START SUPPLIED RECORDS

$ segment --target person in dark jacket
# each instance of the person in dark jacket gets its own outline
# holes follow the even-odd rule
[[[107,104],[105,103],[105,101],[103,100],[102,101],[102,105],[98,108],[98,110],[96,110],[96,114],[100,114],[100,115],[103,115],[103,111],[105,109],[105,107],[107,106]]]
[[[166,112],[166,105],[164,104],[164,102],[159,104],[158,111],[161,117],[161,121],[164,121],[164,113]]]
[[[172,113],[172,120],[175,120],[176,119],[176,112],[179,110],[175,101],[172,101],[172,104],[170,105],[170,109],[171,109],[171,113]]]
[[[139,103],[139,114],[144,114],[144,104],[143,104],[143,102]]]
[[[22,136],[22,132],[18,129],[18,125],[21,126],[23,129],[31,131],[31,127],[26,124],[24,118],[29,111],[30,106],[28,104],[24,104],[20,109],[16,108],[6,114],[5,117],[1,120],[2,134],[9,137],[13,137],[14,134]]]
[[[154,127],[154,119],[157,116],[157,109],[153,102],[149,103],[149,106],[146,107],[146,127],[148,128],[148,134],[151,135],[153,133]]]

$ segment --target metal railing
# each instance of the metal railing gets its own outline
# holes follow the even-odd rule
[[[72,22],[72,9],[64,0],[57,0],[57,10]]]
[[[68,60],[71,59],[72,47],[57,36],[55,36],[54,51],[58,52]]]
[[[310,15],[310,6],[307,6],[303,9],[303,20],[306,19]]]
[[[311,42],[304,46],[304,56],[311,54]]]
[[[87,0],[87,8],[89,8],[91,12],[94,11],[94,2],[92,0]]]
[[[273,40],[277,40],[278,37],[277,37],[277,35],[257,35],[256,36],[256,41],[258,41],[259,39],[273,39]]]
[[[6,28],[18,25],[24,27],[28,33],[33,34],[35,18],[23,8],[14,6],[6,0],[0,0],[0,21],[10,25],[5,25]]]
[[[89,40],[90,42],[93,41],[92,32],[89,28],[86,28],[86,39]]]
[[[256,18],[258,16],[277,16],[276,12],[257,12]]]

END SUPPLIED RECORDS

* PROBLEM TO SOLVE *
In the records above, some lines may contain the word "gets"; copy every one of them.

* PROBLEM SOLUTION *
# each instance of the person in dark jacket gets its own outline
# each instance of the metal railing gets its own outline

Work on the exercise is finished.